Copy every item below word for word, but leave out the pictures.

═══ Supplied entries ═══

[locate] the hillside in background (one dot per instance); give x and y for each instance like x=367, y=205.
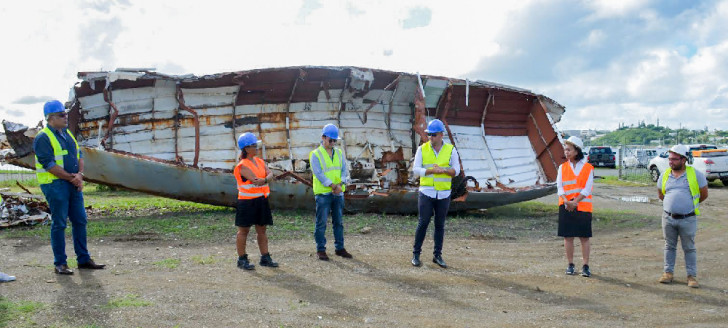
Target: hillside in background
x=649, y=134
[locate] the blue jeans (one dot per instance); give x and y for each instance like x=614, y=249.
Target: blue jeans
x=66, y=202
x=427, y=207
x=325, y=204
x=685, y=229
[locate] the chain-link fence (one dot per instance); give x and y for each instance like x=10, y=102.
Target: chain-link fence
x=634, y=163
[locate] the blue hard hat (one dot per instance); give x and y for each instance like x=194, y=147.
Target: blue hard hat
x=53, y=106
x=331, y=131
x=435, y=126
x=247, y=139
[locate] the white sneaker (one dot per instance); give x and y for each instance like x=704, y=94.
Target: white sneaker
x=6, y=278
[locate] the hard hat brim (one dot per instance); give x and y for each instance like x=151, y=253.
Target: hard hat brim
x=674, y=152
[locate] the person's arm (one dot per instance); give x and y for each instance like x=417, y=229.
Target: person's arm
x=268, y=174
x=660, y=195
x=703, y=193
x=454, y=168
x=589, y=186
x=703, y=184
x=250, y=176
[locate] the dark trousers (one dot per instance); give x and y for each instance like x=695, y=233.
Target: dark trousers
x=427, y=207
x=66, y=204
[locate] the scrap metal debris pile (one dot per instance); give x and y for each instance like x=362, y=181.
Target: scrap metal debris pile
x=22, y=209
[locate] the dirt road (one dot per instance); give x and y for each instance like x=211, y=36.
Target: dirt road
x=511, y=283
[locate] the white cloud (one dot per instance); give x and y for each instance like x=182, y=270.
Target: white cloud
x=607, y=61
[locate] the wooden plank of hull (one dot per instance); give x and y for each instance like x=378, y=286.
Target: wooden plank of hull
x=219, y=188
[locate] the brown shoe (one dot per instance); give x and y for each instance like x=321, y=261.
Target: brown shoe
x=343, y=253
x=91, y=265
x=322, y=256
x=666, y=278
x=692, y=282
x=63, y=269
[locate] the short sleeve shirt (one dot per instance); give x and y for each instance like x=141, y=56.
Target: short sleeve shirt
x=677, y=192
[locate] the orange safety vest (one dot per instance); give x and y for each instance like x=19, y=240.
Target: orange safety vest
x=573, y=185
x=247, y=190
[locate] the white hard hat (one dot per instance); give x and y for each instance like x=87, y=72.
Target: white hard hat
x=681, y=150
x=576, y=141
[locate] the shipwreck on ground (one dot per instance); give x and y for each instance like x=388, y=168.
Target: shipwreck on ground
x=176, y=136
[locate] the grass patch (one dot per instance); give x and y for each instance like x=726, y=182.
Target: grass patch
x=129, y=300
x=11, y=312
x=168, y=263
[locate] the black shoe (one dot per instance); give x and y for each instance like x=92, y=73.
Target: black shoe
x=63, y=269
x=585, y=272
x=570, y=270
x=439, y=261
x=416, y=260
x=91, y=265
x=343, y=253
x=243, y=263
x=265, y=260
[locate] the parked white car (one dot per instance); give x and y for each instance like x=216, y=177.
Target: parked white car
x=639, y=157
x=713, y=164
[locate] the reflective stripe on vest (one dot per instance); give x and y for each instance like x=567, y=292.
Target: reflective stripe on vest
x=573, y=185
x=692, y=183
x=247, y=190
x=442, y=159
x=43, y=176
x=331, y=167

═══

Task answer ->
[locate] the hillside in background (one dot per instance); give x and y for each instance like x=367, y=205.
Target: hillside in background
x=649, y=134
[locate] the blue jeans (one dot per instance); give x and y for each instance like x=614, y=249.
Target: blue jeans
x=66, y=202
x=427, y=207
x=325, y=204
x=685, y=229
[locate] the chain-link fence (one dot per instance); give x and y for each instance like x=10, y=102.
Target: chain-link fence
x=634, y=163
[locate] the blue hard hat (one dot per instance); give x and y for each instance like x=194, y=147.
Target: blue hard hat
x=53, y=106
x=331, y=131
x=435, y=126
x=247, y=139
[locate] the white sneaker (one dot per instance); give x and y for each instance like x=704, y=94.
Target: white sneaker
x=6, y=278
[locate] the hard hat brim (one dot per instance); give x and y for each instance like x=151, y=253.
Target: hard hat brim
x=674, y=152
[locate] the person's arm (one dot per instance); give x and y for each instance like x=417, y=229.
Target: person's arm
x=268, y=174
x=660, y=195
x=703, y=193
x=454, y=168
x=589, y=186
x=703, y=184
x=250, y=176
[locate] the dark trousers (one dot per instance); give x and y for each instance like x=695, y=233.
Target: dark trousers
x=427, y=207
x=66, y=204
[locate] the scrap metal debris pile (one dot per instance); give x and y for each instance like x=362, y=181.
Target: scrap metal debris pile
x=22, y=209
[locate] the dirt road (one dot per instance); give x and y for each instance like x=211, y=36.
Target: dirt road
x=511, y=283
[locate] the white cloud (one dot per instance); give x and y for each instance like x=182, y=270.
Target: white cloud
x=607, y=61
[locate] the wooden plank of hull (one dot per instance); give x and y for each instance like x=378, y=286.
Target: wooden plank of hull
x=219, y=188
[locate] the brown shoe (one dot per instance); give x and y for each instance like x=321, y=261.
Target: brown shoe
x=343, y=253
x=91, y=265
x=322, y=256
x=666, y=278
x=692, y=282
x=63, y=269
[locate] the short sleeve shirt (one dot per instance); give x and y for each instance like x=141, y=56.
Target: short sleeve shirt
x=677, y=192
[locate] the orange safety vest (one dot per instance); give x and y for each instance like x=19, y=240.
Target: orange safety vest
x=573, y=185
x=247, y=190
[locate] the white hard hat (one dot per instance); give x and y for each instance like x=87, y=72.
Target: white hard hat
x=681, y=150
x=576, y=141
[locate] the shipwreck on ground (one dot per instance); give x and y for each instance like x=388, y=168.
Target: shipwreck on ground
x=176, y=136
[locate] the grass patch (one dot per instance); give x and y for each instance like x=726, y=182.
Target: grass patch
x=129, y=300
x=11, y=312
x=168, y=263
[locate] the black shoe (one dot per instance); give x and y for each instance like x=92, y=73.
Target: black shoe
x=63, y=269
x=585, y=272
x=570, y=270
x=439, y=261
x=416, y=260
x=91, y=265
x=343, y=253
x=243, y=263
x=265, y=260
[locate] the parked white car (one dot per instance); give x and y for each instance like x=216, y=177.
Target: parked white car
x=639, y=157
x=713, y=164
[locate] the reflective stripe on vest (one dot per instance); give x and y for each instance like x=567, y=292.
Target: reflective stripe on vest
x=573, y=185
x=692, y=183
x=247, y=190
x=442, y=159
x=43, y=176
x=331, y=167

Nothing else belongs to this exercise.